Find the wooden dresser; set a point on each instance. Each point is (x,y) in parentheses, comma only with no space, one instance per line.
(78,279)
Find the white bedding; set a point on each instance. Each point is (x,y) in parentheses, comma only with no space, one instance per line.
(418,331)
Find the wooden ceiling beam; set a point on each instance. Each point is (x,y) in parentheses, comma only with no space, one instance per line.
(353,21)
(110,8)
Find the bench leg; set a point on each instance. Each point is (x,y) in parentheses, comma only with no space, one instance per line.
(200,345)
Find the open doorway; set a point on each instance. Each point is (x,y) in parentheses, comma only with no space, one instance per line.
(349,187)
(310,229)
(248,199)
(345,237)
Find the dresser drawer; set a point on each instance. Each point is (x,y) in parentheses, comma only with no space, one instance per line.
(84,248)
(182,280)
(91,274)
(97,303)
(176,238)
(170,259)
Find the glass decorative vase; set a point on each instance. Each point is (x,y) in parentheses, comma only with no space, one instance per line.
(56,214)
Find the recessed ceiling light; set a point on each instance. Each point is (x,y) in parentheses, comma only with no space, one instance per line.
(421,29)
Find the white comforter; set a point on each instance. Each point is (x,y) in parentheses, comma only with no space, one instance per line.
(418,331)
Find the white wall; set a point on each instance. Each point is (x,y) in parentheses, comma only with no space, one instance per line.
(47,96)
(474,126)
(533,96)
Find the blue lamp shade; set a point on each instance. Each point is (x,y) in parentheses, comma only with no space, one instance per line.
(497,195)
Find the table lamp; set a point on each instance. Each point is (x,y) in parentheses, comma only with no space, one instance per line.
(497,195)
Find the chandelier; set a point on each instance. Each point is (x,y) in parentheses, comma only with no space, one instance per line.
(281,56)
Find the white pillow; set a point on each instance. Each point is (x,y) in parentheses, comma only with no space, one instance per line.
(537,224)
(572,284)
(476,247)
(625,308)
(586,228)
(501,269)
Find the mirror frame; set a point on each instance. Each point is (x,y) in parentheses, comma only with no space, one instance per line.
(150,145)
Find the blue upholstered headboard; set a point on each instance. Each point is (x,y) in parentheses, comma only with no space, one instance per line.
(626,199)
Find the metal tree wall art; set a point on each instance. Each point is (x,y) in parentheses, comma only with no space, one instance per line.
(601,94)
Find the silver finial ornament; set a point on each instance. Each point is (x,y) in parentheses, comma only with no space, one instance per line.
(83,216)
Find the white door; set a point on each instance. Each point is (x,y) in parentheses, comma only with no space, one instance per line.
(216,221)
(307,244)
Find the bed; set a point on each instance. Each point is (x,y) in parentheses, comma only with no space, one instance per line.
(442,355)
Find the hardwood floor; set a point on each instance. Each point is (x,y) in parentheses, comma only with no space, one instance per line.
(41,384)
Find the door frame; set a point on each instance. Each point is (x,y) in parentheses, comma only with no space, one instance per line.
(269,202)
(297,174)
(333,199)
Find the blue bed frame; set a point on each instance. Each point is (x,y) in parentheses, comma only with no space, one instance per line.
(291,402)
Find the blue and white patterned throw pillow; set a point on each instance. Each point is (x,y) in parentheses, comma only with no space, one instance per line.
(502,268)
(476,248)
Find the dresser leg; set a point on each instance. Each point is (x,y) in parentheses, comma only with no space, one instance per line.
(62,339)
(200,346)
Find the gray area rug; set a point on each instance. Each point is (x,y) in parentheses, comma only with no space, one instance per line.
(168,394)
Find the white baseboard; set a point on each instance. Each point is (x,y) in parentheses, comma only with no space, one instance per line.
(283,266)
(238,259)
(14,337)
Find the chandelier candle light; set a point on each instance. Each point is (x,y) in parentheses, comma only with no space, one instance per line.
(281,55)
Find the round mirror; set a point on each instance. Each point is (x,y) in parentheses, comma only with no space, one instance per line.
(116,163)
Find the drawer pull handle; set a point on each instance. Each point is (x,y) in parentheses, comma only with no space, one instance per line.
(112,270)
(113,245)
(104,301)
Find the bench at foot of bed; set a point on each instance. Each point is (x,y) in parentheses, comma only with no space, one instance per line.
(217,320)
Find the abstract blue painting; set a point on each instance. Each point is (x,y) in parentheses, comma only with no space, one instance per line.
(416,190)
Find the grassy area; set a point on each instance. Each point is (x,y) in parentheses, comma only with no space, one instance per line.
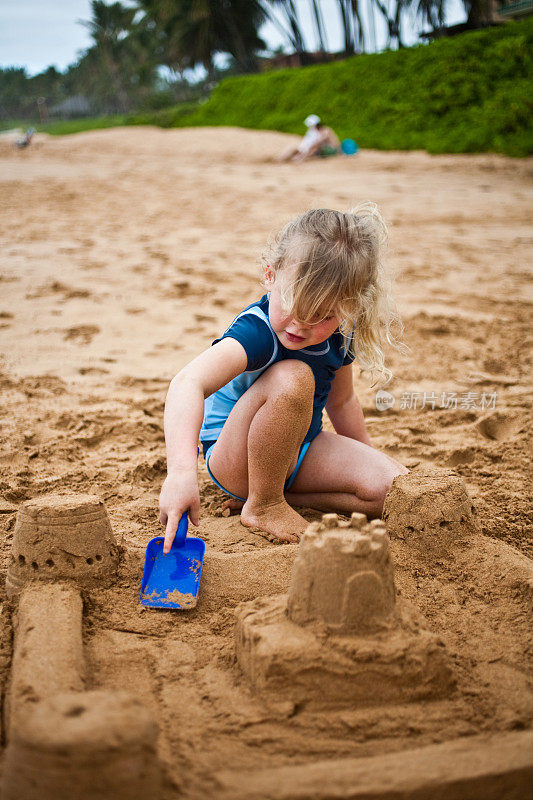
(468,94)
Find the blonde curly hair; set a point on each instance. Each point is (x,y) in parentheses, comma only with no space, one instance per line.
(337,261)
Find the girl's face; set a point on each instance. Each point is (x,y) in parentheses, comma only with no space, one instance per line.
(293,334)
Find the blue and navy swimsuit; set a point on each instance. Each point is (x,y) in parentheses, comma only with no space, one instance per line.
(253,330)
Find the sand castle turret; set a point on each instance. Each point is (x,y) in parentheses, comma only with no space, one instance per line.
(340,637)
(62,538)
(430,511)
(343,576)
(83,745)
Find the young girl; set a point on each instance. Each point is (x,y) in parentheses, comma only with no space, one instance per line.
(255,397)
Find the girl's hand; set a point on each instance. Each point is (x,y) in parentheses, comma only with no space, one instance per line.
(179,494)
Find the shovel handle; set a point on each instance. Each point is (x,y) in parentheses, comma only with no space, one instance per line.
(181,533)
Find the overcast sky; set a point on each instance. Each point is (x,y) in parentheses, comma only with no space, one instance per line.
(37,33)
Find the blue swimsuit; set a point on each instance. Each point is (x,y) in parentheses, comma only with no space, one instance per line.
(253,330)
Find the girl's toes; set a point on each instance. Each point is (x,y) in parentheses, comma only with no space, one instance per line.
(231,507)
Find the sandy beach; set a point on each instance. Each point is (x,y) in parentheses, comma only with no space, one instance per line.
(124,253)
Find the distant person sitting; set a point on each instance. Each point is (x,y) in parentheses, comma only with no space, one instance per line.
(28,136)
(318,141)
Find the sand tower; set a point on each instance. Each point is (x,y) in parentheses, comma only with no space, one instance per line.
(64,742)
(341,637)
(62,538)
(89,745)
(430,511)
(344,580)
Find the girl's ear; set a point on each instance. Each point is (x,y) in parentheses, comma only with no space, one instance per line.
(269,276)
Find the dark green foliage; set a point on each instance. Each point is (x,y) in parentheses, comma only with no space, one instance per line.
(471,93)
(468,94)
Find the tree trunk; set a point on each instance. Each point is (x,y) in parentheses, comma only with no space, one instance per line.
(321,31)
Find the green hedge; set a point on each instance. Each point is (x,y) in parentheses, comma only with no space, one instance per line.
(467,94)
(470,93)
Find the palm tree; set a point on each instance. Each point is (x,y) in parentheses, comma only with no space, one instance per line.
(294,33)
(192,31)
(320,29)
(109,28)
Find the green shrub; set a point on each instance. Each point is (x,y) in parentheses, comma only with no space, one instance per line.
(467,94)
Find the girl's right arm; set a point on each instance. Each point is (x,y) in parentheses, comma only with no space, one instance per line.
(184,412)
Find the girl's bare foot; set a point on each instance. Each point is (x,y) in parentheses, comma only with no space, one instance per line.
(233,505)
(277,519)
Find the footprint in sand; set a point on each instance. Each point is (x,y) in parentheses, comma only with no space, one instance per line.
(93,371)
(460,457)
(4,317)
(81,334)
(498,426)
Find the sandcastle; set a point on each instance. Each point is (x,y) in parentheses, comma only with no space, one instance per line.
(62,538)
(341,637)
(99,742)
(89,746)
(430,511)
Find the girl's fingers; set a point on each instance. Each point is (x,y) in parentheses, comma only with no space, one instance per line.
(172,526)
(194,512)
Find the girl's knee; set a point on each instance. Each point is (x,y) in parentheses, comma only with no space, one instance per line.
(378,487)
(292,377)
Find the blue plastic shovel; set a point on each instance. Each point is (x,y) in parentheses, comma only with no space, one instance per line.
(173,580)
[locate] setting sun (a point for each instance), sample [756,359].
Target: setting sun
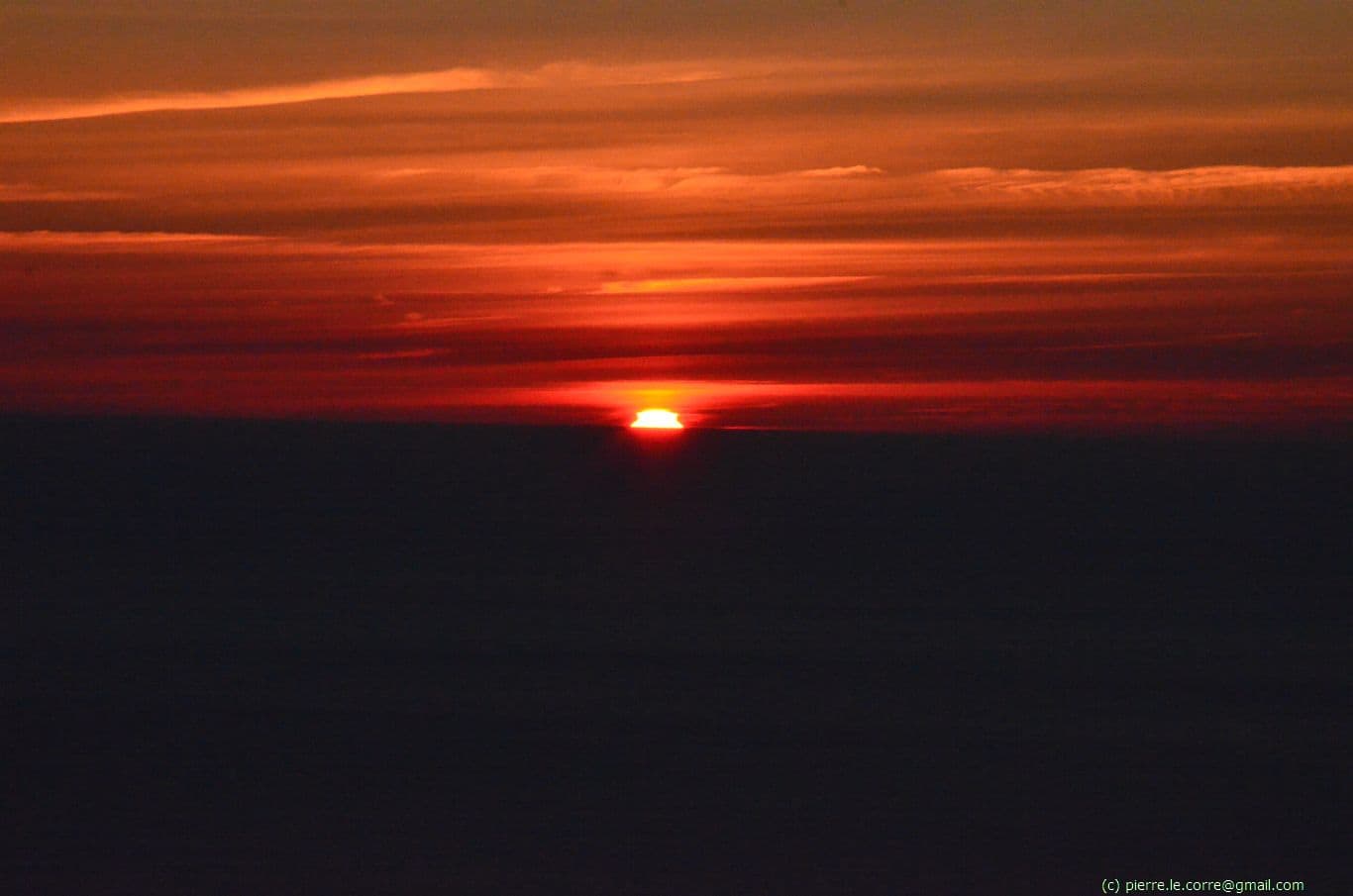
[657,419]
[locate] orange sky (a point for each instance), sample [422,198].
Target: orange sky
[817,215]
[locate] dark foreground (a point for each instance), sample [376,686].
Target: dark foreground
[321,658]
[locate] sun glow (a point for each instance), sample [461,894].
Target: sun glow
[657,419]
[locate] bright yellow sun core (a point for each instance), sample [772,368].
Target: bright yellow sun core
[657,419]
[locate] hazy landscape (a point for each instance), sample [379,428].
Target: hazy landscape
[376,658]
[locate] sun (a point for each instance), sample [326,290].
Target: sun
[657,419]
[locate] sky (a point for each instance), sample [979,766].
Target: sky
[845,214]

▸ WORK TO COMPLETE
Using the listing, copy every line where the word "sample" shows up.

▸ TASK OUTPUT
[locate] setting sun (a point for each instance), sample [756,359].
[locate] orange sky (a point for each instance), sample [422,198].
[locate] dark foreground (a point for each instance), sample [376,686].
[locate] sun glow (a point for each instance), sample [461,894].
[locate] bright yellow sun core (a point for each instance), sample [772,368].
[locate] hazy landscape (a point for each instance), sample [379,428].
[locate] sun (a point for each instance), sample [326,290].
[locate] sky (a point for each instance), sample [979,766].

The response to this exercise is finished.